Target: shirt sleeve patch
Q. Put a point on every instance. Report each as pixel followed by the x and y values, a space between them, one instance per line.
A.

* * *

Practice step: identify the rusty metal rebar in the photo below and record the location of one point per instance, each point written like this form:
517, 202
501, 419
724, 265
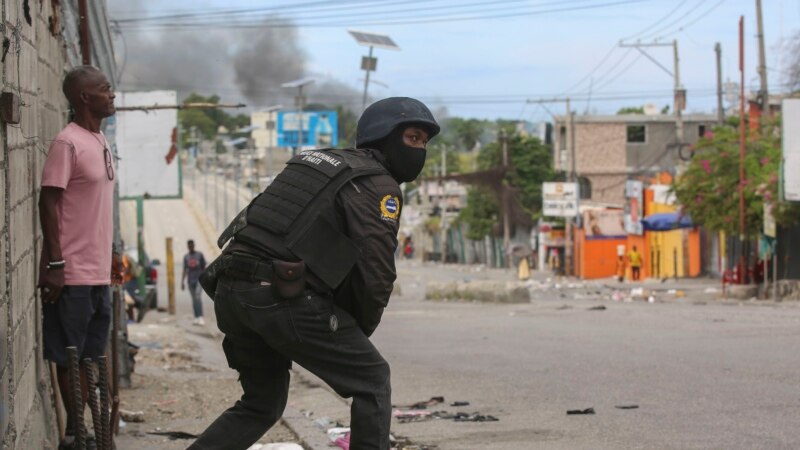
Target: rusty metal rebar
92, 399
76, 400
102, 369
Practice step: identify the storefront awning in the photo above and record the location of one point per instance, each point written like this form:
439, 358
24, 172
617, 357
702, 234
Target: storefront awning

--

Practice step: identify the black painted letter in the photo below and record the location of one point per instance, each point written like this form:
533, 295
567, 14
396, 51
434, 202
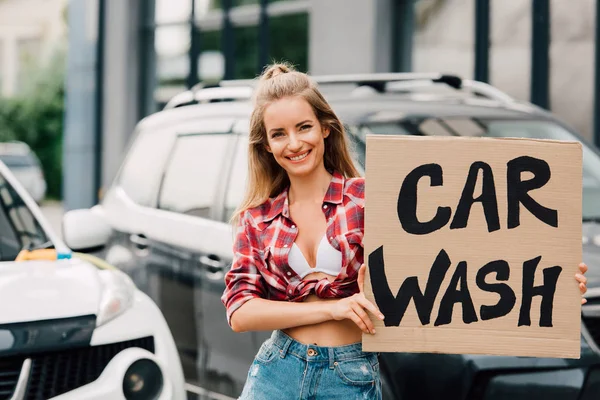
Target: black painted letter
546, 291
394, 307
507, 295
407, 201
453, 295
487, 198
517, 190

→ **EXERCISE**
Note each line above that holds "awning", then copy all of them.

→ **ANSWER TO THIS TASK**
Practice step: identify the storefront awning in the photo above and record the location of one point per instance, each point written like this form:
Target: storefront awning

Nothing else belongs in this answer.